BRIEF — Find every line below where the string "dirt" shows up, and copy those lines.

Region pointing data

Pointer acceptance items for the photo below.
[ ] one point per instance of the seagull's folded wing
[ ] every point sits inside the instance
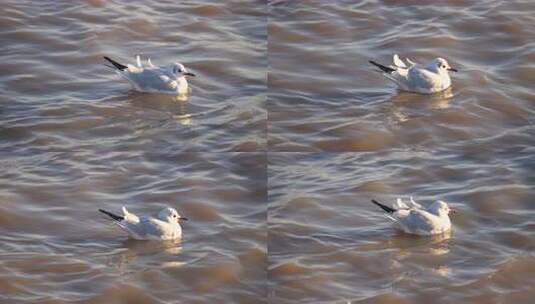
(418, 221)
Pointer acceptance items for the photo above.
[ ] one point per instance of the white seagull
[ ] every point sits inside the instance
(170, 79)
(165, 227)
(412, 218)
(426, 79)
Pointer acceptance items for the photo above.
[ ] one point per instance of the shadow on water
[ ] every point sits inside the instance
(404, 105)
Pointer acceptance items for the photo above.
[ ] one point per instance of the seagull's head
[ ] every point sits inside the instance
(441, 65)
(440, 208)
(170, 215)
(180, 70)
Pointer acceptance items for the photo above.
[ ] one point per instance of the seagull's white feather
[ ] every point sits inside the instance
(165, 227)
(426, 79)
(412, 218)
(170, 79)
(130, 217)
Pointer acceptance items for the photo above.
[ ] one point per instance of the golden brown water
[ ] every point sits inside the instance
(472, 146)
(74, 138)
(278, 192)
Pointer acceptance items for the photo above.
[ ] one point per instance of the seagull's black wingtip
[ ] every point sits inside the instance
(113, 216)
(116, 64)
(384, 207)
(383, 68)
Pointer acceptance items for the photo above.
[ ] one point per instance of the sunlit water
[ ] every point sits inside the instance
(472, 146)
(75, 138)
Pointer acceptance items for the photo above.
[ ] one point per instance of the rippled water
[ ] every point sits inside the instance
(74, 138)
(328, 243)
(325, 96)
(472, 146)
(58, 95)
(278, 191)
(56, 247)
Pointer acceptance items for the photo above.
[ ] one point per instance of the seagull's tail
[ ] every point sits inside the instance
(113, 216)
(116, 64)
(384, 207)
(383, 68)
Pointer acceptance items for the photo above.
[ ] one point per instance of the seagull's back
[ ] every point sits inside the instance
(422, 80)
(422, 222)
(152, 228)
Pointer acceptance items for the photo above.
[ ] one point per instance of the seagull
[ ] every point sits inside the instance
(413, 77)
(165, 227)
(170, 79)
(412, 218)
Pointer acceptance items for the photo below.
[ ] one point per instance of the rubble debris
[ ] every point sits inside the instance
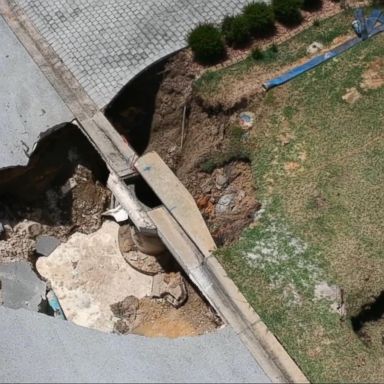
(88, 273)
(46, 244)
(151, 245)
(21, 288)
(125, 311)
(118, 213)
(351, 95)
(171, 287)
(221, 179)
(148, 264)
(146, 254)
(54, 303)
(247, 119)
(68, 186)
(225, 203)
(28, 228)
(334, 294)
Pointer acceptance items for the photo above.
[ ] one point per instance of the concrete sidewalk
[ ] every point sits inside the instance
(37, 348)
(29, 105)
(106, 43)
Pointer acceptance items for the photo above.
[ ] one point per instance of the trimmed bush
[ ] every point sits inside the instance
(288, 11)
(312, 5)
(235, 30)
(257, 54)
(207, 44)
(260, 18)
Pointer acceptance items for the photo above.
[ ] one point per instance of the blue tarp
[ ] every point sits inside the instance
(370, 31)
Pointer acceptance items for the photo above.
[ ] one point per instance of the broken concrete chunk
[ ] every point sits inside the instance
(151, 245)
(45, 244)
(118, 213)
(88, 273)
(225, 203)
(247, 119)
(28, 228)
(332, 293)
(171, 287)
(126, 311)
(20, 287)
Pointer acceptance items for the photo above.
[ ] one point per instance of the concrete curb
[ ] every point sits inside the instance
(255, 333)
(221, 292)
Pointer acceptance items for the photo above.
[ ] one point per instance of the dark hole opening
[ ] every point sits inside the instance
(369, 312)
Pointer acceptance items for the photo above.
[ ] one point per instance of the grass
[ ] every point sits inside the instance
(235, 148)
(217, 84)
(318, 165)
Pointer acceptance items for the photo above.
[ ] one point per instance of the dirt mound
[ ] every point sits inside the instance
(74, 206)
(226, 196)
(373, 77)
(157, 318)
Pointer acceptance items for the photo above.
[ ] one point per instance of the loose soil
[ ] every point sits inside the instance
(204, 134)
(61, 192)
(157, 318)
(61, 189)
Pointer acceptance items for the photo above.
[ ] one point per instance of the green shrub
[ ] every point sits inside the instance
(312, 5)
(257, 54)
(207, 44)
(235, 30)
(260, 18)
(288, 11)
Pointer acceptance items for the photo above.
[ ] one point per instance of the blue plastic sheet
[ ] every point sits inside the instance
(369, 26)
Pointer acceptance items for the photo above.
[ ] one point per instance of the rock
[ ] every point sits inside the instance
(206, 186)
(334, 294)
(225, 203)
(45, 244)
(118, 213)
(68, 186)
(314, 48)
(21, 288)
(351, 96)
(125, 311)
(88, 273)
(221, 181)
(171, 287)
(247, 119)
(150, 245)
(28, 228)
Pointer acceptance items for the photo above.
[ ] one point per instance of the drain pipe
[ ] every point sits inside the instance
(55, 305)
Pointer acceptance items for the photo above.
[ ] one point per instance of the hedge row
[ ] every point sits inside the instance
(257, 20)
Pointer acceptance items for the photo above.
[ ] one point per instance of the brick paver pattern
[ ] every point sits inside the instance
(106, 43)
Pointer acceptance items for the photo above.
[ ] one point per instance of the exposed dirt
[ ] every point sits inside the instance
(204, 134)
(351, 96)
(157, 318)
(60, 190)
(373, 77)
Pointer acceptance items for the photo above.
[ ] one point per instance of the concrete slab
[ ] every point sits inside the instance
(58, 351)
(176, 199)
(105, 44)
(45, 245)
(88, 273)
(20, 286)
(29, 105)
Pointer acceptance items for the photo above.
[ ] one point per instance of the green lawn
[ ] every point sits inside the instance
(318, 166)
(214, 86)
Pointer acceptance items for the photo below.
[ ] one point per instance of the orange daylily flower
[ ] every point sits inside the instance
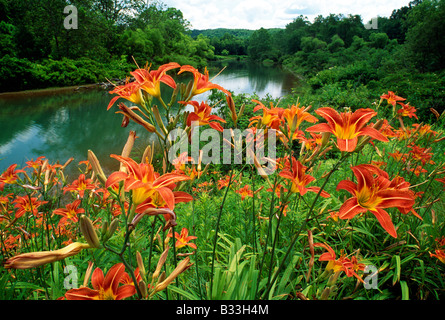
(104, 288)
(80, 185)
(183, 239)
(35, 164)
(145, 183)
(27, 205)
(202, 116)
(347, 126)
(35, 259)
(150, 81)
(245, 192)
(70, 211)
(374, 192)
(9, 176)
(271, 118)
(295, 115)
(299, 179)
(130, 91)
(421, 154)
(392, 98)
(201, 82)
(343, 263)
(180, 162)
(407, 111)
(439, 254)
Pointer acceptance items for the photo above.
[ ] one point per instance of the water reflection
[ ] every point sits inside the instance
(60, 126)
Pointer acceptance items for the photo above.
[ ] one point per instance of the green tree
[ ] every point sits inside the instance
(424, 38)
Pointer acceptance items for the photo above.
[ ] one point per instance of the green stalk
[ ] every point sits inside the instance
(216, 231)
(303, 225)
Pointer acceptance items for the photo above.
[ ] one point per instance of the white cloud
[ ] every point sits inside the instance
(254, 14)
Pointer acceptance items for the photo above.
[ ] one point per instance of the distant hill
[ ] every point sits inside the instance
(220, 32)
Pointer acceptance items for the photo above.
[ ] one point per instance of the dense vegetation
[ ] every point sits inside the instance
(37, 51)
(349, 207)
(343, 62)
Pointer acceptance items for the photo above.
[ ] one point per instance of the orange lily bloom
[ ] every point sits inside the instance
(349, 266)
(180, 162)
(392, 98)
(295, 115)
(245, 192)
(202, 115)
(439, 254)
(145, 183)
(183, 239)
(347, 126)
(35, 259)
(271, 118)
(201, 82)
(25, 205)
(407, 111)
(9, 176)
(105, 288)
(299, 179)
(35, 164)
(130, 91)
(80, 185)
(70, 211)
(373, 193)
(150, 81)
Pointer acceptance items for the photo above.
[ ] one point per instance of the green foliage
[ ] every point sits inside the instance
(38, 52)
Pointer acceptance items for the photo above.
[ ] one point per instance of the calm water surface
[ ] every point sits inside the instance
(64, 125)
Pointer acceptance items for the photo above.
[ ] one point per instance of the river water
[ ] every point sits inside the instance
(64, 125)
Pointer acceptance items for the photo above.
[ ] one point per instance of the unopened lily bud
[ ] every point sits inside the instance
(325, 294)
(140, 264)
(182, 266)
(104, 228)
(128, 145)
(67, 163)
(186, 93)
(88, 231)
(158, 119)
(161, 262)
(231, 105)
(333, 279)
(325, 136)
(35, 259)
(162, 277)
(378, 125)
(128, 112)
(92, 159)
(88, 274)
(174, 95)
(143, 288)
(241, 110)
(112, 229)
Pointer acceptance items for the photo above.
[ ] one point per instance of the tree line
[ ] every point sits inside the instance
(37, 50)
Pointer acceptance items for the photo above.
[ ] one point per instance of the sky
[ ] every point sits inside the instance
(256, 14)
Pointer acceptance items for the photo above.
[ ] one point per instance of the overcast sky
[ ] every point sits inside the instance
(254, 14)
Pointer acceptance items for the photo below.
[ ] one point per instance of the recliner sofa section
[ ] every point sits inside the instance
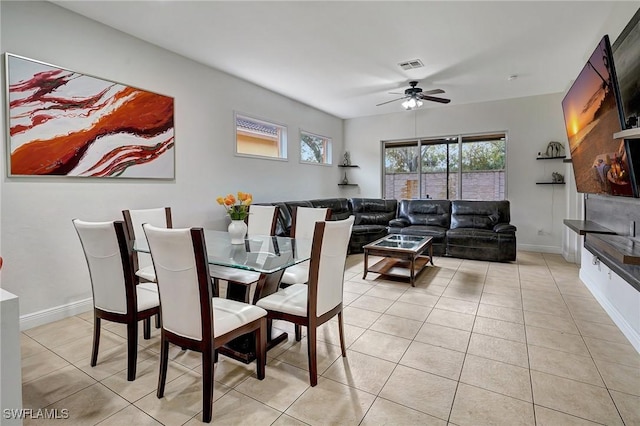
(428, 217)
(466, 229)
(481, 230)
(372, 217)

ANSWER BOX —
[ ] one point per instance of the dirt mound
[ ] one point per instance of the exposed dirt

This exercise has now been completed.